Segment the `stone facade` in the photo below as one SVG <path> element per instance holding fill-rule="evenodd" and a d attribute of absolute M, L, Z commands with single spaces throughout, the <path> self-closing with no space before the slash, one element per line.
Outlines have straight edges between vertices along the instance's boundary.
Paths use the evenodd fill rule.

...

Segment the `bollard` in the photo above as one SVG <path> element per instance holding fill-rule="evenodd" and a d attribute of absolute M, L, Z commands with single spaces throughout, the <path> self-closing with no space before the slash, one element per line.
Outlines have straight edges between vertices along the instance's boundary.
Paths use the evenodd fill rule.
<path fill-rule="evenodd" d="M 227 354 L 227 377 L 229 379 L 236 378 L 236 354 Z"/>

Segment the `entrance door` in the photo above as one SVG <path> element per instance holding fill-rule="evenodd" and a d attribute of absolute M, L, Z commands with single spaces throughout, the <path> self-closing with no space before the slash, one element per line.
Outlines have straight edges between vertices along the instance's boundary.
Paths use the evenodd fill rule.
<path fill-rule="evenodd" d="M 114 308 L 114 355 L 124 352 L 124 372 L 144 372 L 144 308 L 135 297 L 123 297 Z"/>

### [YOUR GOAL]
Scan the data above; copy every line where "photo" appears.

### [EXPECTED ANSWER]
Segment the `stone facade` in the photo below as one SVG <path> element per instance holding fill-rule="evenodd" and a d attribute of absolute M, L, Z commands with single spaces throughout, the <path> self-closing with no space before the slash, one element per line.
Segment the `bollard` in the photo above as one SVG <path> element per instance holding fill-rule="evenodd" and a d attribute of absolute M, L, Z commands with single spaces throughout, the <path> self-closing with no space before the slash, one element per line.
Segment the `entrance door` in the photo above as one SVG <path> element per instance holding fill-rule="evenodd" and a d attribute of absolute M, L, Z commands with single spaces throughout, the <path> self-closing with no space before the slash, one element per line.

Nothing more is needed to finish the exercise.